AIM OF THE TASK: Find every line in the entries below that contains the word "roof" and copy each such line in full.

Recorded data:

§

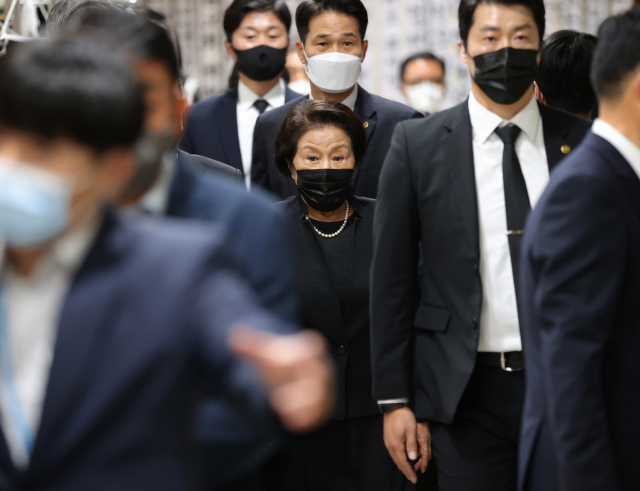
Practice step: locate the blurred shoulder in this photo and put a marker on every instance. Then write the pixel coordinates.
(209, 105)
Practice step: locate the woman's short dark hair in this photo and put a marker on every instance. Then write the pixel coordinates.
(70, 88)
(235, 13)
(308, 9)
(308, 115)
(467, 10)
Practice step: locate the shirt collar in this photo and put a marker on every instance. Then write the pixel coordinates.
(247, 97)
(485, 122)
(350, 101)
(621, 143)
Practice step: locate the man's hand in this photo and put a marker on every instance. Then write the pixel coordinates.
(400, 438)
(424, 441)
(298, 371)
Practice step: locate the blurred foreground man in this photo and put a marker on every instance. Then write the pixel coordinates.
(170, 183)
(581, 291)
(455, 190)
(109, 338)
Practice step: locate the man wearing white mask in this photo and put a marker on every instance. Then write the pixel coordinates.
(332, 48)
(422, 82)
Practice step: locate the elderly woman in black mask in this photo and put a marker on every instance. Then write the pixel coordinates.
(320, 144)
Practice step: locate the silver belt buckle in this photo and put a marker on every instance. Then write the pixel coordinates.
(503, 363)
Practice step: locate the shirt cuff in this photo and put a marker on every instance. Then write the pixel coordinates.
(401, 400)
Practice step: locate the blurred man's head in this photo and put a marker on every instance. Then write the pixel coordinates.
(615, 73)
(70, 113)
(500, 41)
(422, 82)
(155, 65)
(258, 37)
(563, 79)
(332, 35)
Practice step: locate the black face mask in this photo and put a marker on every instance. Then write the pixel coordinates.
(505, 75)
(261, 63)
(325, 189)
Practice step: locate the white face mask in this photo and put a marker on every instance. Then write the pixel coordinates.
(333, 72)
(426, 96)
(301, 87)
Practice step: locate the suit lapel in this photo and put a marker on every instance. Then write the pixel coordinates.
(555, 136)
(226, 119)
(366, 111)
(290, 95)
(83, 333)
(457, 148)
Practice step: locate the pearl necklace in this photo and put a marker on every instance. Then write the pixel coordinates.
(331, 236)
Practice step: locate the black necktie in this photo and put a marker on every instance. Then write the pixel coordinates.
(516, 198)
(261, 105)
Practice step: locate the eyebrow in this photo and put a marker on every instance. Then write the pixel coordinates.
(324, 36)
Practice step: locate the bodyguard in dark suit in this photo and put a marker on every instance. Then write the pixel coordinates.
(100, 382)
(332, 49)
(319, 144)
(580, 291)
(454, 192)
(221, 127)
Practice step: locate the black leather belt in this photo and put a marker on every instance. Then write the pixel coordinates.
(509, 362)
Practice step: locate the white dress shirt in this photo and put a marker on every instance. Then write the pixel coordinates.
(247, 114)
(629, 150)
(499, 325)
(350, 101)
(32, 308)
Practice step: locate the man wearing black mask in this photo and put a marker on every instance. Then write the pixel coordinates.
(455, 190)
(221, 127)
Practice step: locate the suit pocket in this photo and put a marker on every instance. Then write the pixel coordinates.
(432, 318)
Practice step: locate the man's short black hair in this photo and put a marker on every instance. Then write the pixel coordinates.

§

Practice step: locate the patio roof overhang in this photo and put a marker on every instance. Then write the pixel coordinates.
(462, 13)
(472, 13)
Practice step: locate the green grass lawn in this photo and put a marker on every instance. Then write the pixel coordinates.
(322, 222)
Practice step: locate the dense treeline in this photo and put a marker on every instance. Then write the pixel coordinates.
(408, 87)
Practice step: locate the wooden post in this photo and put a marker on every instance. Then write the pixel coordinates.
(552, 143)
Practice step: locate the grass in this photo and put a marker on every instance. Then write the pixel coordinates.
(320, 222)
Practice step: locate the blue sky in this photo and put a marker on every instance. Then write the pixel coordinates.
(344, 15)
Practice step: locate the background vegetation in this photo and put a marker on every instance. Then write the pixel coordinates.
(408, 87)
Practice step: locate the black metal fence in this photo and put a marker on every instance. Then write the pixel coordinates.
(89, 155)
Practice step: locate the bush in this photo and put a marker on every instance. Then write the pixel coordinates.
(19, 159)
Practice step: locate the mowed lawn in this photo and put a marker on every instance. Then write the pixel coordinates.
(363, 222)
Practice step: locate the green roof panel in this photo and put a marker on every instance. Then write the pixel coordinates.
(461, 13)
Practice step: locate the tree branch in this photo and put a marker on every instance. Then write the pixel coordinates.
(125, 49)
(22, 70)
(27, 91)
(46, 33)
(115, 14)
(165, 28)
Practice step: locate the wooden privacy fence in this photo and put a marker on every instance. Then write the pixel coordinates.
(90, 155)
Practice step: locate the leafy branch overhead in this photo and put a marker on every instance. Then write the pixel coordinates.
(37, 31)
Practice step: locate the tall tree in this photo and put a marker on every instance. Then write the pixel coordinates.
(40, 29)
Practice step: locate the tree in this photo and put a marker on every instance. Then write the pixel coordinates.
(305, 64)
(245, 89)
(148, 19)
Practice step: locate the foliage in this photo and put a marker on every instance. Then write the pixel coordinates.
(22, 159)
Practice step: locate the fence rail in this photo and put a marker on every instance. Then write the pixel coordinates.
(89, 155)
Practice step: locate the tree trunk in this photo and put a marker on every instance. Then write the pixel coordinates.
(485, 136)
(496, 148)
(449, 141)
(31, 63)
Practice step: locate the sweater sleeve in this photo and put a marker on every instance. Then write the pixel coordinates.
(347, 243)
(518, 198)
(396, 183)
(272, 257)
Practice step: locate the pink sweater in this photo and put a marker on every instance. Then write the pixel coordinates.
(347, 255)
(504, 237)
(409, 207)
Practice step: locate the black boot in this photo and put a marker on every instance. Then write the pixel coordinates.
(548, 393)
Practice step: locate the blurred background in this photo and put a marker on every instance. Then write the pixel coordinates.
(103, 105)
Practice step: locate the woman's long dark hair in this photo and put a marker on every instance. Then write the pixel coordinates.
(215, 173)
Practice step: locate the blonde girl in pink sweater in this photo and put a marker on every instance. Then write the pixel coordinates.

§

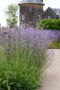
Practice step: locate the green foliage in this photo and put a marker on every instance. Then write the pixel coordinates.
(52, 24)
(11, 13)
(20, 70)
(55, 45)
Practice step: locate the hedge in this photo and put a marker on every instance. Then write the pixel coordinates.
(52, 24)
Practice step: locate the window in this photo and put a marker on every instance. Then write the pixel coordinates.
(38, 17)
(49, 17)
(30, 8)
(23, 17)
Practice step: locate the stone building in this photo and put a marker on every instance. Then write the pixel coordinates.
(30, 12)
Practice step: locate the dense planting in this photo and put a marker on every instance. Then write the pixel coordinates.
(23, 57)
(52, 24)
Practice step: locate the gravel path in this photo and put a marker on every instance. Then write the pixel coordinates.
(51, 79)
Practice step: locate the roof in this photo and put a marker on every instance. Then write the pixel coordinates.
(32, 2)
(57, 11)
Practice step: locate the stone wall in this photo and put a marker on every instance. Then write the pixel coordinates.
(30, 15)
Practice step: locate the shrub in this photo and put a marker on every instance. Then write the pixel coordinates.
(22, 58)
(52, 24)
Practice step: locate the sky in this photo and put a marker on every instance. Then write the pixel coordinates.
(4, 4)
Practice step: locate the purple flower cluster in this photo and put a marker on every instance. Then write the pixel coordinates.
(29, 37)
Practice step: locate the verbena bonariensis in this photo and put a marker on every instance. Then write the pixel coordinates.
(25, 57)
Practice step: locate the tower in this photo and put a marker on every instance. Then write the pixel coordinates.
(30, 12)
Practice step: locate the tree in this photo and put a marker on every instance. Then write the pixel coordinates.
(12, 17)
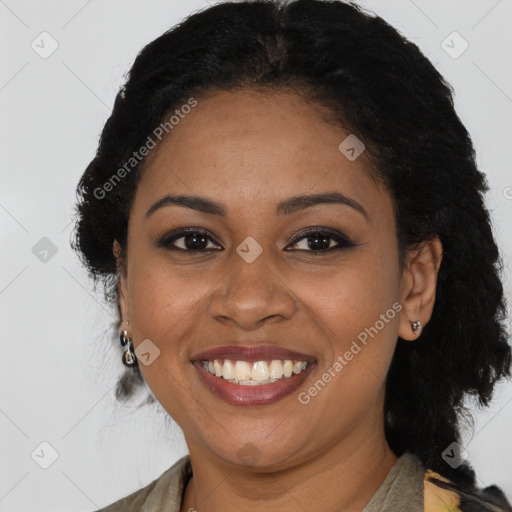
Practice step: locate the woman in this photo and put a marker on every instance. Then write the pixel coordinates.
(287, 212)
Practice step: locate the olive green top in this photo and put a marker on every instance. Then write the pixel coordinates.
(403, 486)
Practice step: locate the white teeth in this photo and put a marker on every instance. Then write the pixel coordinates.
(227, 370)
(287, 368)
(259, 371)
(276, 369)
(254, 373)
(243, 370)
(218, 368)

§

RESULT:
Practice step: locate the patio roof overhang in this photo and put a marker on every instance. Then write the pixel coordinates.
Practice step: locate the green roof panel in this photo and put a marker on every instance. Then write the pixel coordinates.
Practice step: locate the roof in this photo and put a marker on every instance. Then write the pixel coordinates.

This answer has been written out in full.